WHAT YOU WILL DO = Put the lines below into a numbered list, leaving out any blank lines.

------------------------------

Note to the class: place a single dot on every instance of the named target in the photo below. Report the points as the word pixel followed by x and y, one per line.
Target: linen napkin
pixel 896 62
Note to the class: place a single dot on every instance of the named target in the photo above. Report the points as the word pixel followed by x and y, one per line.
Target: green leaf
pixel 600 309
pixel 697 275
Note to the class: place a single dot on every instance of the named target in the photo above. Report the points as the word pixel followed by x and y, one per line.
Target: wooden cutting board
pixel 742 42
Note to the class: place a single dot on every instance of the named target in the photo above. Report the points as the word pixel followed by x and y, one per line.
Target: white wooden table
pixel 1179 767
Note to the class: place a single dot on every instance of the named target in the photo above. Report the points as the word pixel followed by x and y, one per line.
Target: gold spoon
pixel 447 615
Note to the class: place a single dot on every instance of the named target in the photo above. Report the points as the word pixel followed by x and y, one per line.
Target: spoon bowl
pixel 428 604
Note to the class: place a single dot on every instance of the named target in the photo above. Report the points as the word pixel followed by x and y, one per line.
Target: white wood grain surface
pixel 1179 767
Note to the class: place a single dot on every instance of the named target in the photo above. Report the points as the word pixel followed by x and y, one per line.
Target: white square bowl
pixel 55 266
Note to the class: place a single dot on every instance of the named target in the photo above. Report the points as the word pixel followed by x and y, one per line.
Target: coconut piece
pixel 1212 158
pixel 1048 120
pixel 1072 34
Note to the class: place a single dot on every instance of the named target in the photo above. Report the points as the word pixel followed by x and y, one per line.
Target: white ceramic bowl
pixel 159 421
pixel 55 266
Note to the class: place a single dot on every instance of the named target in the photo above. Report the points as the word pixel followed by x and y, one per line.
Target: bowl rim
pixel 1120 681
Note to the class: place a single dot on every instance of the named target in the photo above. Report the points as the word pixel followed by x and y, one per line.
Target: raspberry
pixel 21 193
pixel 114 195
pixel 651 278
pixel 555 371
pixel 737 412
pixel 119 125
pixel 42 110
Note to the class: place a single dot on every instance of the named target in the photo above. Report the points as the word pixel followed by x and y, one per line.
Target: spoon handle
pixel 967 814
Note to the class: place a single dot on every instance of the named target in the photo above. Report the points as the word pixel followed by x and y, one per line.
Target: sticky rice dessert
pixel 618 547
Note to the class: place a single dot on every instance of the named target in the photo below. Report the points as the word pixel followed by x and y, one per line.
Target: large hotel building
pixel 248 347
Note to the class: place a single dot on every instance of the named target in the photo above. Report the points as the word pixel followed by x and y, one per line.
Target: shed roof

------------------------------

ANSWER FOR THIS EXERCISE =
1. Note to the class: place a single dot on every instance of the named target in the photo below. Report the points as the word pixel followed by x and y, one per line.
2. Target: linen napkin
3. pixel 896 62
4. Note to the class: place a single dot on every instance of the named target in the photo above. Report the points as the word pixel followed by x and y, one per line.
5. Target: green leaf
6. pixel 600 309
7. pixel 697 275
8. Note to the class: place a single dot on every instance of the named target in the photo above. Report the points as the word pixel followed by x and y, one per line.
9. Target: wooden cutting board
10. pixel 742 42
11. Note to the class: place a single dot on every instance of the named target in the photo above. Report the points as the word pixel followed by x and y, one per line.
12. Target: white wooden table
13. pixel 1179 767
14. Note to the class: place a single dot on every instance of the named target in the photo above. Report the points as the word pixel followed by x and y, one per line.
15. Target: gold spoon
16. pixel 447 615
17. Note to the class: place a single dot on every instance of the named target in the photo above. Report the points as the word pixel followed by x and y, one per line.
18. Target: spoon bowl
19. pixel 428 604
20. Note to the class: place a single dot on every instance of the named target in the photo above. Report the points as the word pixel followed by x and y, one per line.
21. Target: white wood grain surface
22. pixel 1179 767
23. Note to the class: place a single dot on every instance of the named target in the photo above. Report the points as the word pixel followed by x and y, one per line.
24. Target: white square bowl
25. pixel 55 266
26. Note to the class: place a single dot on every instance of the named target in the photo above. Report the points as the word pixel followed by x and y, one per line.
27. Target: coconut piece
28. pixel 1212 158
29. pixel 1048 120
30. pixel 1072 34
31. Note to the class: place a single dot on every instance of the named target in the photo above. Report the points as the word pixel followed by x and y, one per line.
32. Target: white ceramic bowl
33. pixel 159 421
34. pixel 55 266
35. Note to the class: place a single dot on every instance of the named target in the photo above. Report the points as the word pixel followed by x and y, one per line.
36. Target: bowl rim
37. pixel 1120 681
38. Note to the class: place a single dot on every instance of the named target in the photo above. Report the points as the word pixel followed by x and y, one per line.
39. Target: raspberry
40. pixel 21 193
41. pixel 114 195
42. pixel 651 278
43. pixel 555 371
44. pixel 737 412
45. pixel 119 125
46. pixel 42 110
47. Note to the class: place a single dot on every instance of the named target in the photo above. Report the points as the word pixel followed by x and y, one per line.
48. Target: spoon handle
49. pixel 967 814
50. Note to the class: place a single dot on every instance of the named target in the photo above. Report the points as the word pixel followed by x and y, one per line.
51. Target: sticky rice dessert
52. pixel 618 547
53. Note to the class: place a single dot on every instance of the named target in the photo below. Report the points as the word pixel followed by x and y, one per line.
54. Target: large hotel building
55. pixel 248 347
56. Note to the class: place a single dot on every instance of the named target in the photo above. Report the points as the word pixel followed by x and y, one per line.
57. Target: shed roof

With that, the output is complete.